▶ Task item
What is needed is an exact transcription of every entry below, with the pictures left out.

▶ Extracted information
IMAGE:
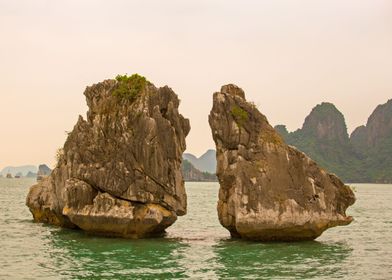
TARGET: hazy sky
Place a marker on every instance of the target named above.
(287, 55)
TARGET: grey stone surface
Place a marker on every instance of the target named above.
(119, 172)
(269, 191)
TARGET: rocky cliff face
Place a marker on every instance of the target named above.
(268, 190)
(119, 172)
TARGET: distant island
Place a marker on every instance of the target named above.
(26, 171)
(363, 157)
(192, 174)
(200, 169)
(205, 163)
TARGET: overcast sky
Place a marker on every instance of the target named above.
(287, 55)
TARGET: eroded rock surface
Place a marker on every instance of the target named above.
(119, 173)
(269, 191)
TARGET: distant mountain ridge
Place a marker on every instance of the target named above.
(26, 170)
(365, 156)
(205, 163)
(192, 174)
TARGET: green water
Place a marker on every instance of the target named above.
(196, 246)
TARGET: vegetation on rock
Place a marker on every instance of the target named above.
(239, 114)
(129, 87)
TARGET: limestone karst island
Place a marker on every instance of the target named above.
(196, 140)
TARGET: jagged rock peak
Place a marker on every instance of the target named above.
(119, 172)
(270, 191)
(233, 90)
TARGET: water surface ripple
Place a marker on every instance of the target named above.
(196, 246)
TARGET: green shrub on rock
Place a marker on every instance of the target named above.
(129, 87)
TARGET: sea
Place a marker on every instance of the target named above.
(196, 246)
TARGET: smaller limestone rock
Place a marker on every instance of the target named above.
(269, 191)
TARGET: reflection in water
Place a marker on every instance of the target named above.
(78, 255)
(281, 260)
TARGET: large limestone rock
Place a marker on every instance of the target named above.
(269, 191)
(119, 173)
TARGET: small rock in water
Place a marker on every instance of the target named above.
(119, 173)
(269, 191)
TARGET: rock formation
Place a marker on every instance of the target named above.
(119, 173)
(269, 191)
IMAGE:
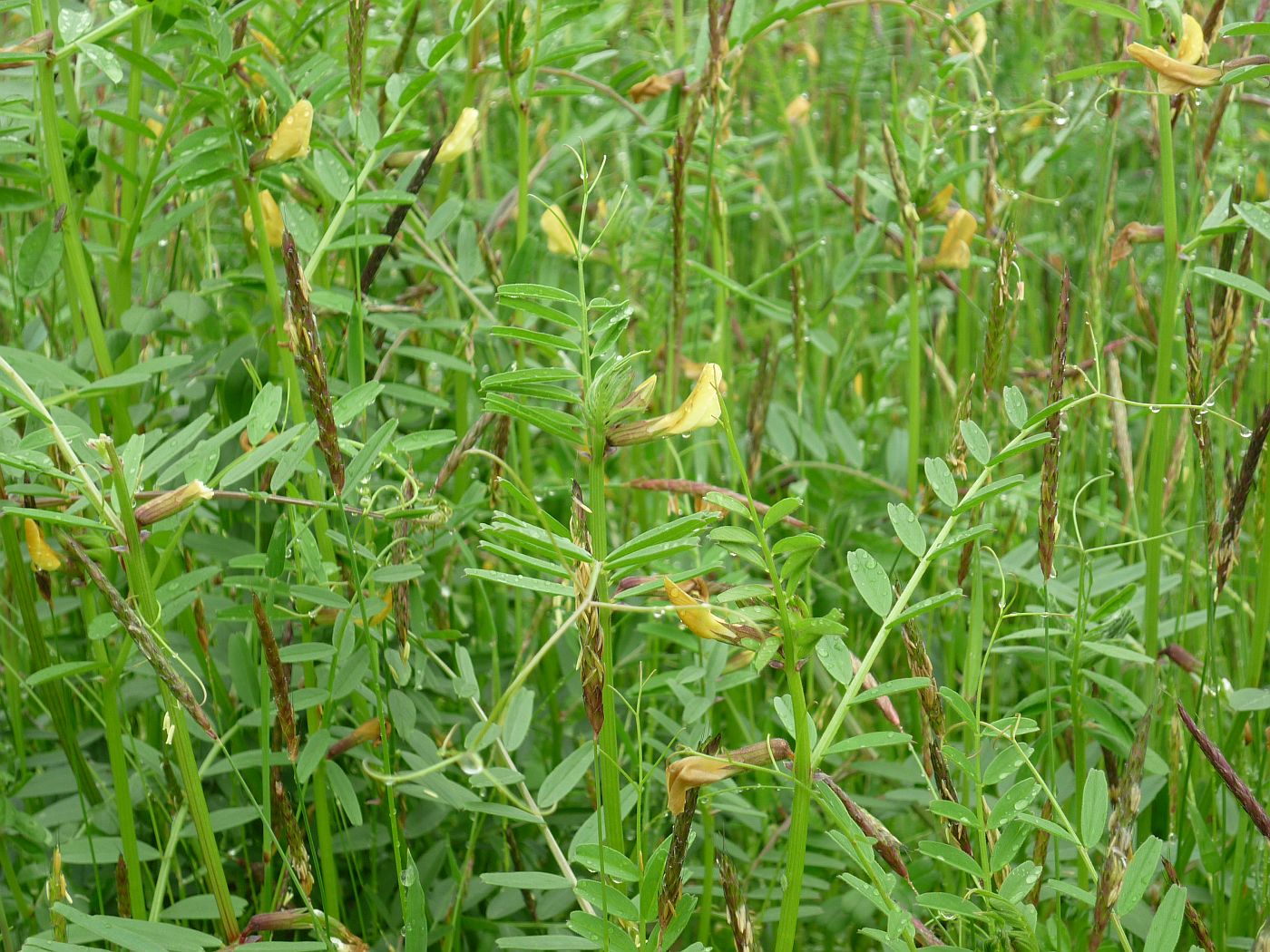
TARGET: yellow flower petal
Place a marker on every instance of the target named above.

▶ Task answer
IMAGE:
TARGET: hazy sky
Place a marker on every instance of the target named above.
(287, 55)
TARGET: grey stone surface
Place a marker on every instance of the target named above.
(119, 172)
(269, 191)
TARGET: rocky cliff face
Place a marker on every instance of the target named above.
(268, 190)
(119, 172)
TARGET: distant island
Place a marker on every instance of the target named above.
(26, 171)
(363, 157)
(192, 174)
(200, 169)
(205, 163)
TARGET: overcast sky
Place a marker on every instance of the target named above.
(287, 55)
TARGET: eroded rock surface
Place a marker on every instance of the target named above.
(119, 173)
(269, 191)
TARGET: distant mountain ridge
Place a marker on every instance of the target named above.
(26, 170)
(365, 156)
(205, 163)
(192, 174)
TARGET: green water
Place a marker on every instance of the target named above.
(196, 246)
TARGET: vegetation on rock
Place a marker on every instance of the target named above.
(239, 114)
(129, 87)
TARGET: limestone karst island
Place a marker on every instance of the target named above.
(196, 140)
TARGET: jagged rock peak
Place a marker on every instance of the target named above.
(119, 172)
(270, 191)
(233, 90)
TARGET: water surface ripple
Place a marker on every instance of the target named above.
(196, 246)
TARGET: green shrub on rock
Place a marker on every instance of the target named above.
(129, 87)
TARGET: sea
Place a marker on every instance of the target named above.
(196, 246)
TARGET: smaller limestone rock
Place a marker on every instance of the target named above.
(269, 191)
TARGET: reflection in water
Place a marker on every instance of the target named above.
(78, 255)
(281, 260)
TARGET: large limestone rock
Place a marker on every instance of the target named above.
(269, 191)
(119, 173)
TARGET: small rock in water
Place a marker on every instance of the target named above.
(119, 173)
(269, 191)
TARGET: rock formation
Place a marker on every instance of the target named above.
(119, 173)
(269, 191)
IMAGE:
TARGET: yellow flower petal
Place a marker on every instance of the target named above.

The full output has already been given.